Data extract:
━━━━━━
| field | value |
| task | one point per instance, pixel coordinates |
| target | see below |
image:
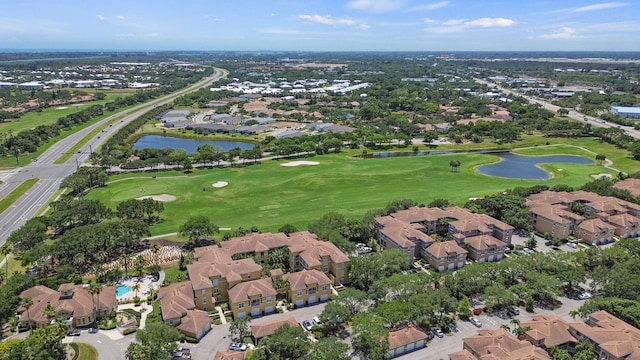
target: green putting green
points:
(269, 195)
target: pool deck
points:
(146, 283)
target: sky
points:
(316, 25)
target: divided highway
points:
(50, 175)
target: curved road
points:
(594, 121)
(51, 175)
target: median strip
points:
(8, 200)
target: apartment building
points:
(307, 287)
(70, 302)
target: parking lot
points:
(440, 348)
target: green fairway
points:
(270, 195)
(50, 115)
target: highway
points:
(50, 175)
(572, 113)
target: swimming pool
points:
(122, 290)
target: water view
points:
(190, 145)
(525, 167)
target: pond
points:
(190, 145)
(525, 167)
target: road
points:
(572, 113)
(50, 175)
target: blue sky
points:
(315, 25)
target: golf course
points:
(269, 195)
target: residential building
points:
(175, 301)
(253, 298)
(485, 248)
(614, 339)
(406, 340)
(265, 329)
(625, 111)
(548, 331)
(595, 232)
(211, 281)
(307, 287)
(499, 344)
(307, 252)
(196, 324)
(71, 302)
(394, 233)
(447, 255)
━━━━━━
Reproduce every one of the entries above verbatim, leaving out the pictures.

| field | value |
| task | one point per instance, pixel coordinates |
| target | see below |
image:
target: green putting green
points:
(269, 195)
target: pool deck
points:
(146, 283)
target: sky
points:
(316, 25)
target: divided highway
points:
(50, 175)
target: curved road
points:
(594, 121)
(51, 175)
target: median strip
points:
(8, 200)
target: apartment building
points:
(307, 287)
(70, 302)
target: parking lot
points:
(440, 348)
target: green fairway
points:
(270, 195)
(50, 115)
target: highway
points:
(50, 175)
(572, 113)
target: swimming pool
points:
(122, 290)
target: water view
points:
(190, 145)
(525, 167)
target: pond
points:
(190, 145)
(525, 167)
target: road
points:
(572, 113)
(50, 175)
target: blue sky
points:
(315, 25)
target: golf course
points:
(269, 195)
target: residential building
points:
(175, 301)
(253, 298)
(485, 248)
(614, 339)
(406, 340)
(265, 329)
(625, 111)
(548, 331)
(595, 232)
(211, 281)
(307, 287)
(499, 344)
(307, 252)
(196, 324)
(71, 302)
(394, 233)
(447, 255)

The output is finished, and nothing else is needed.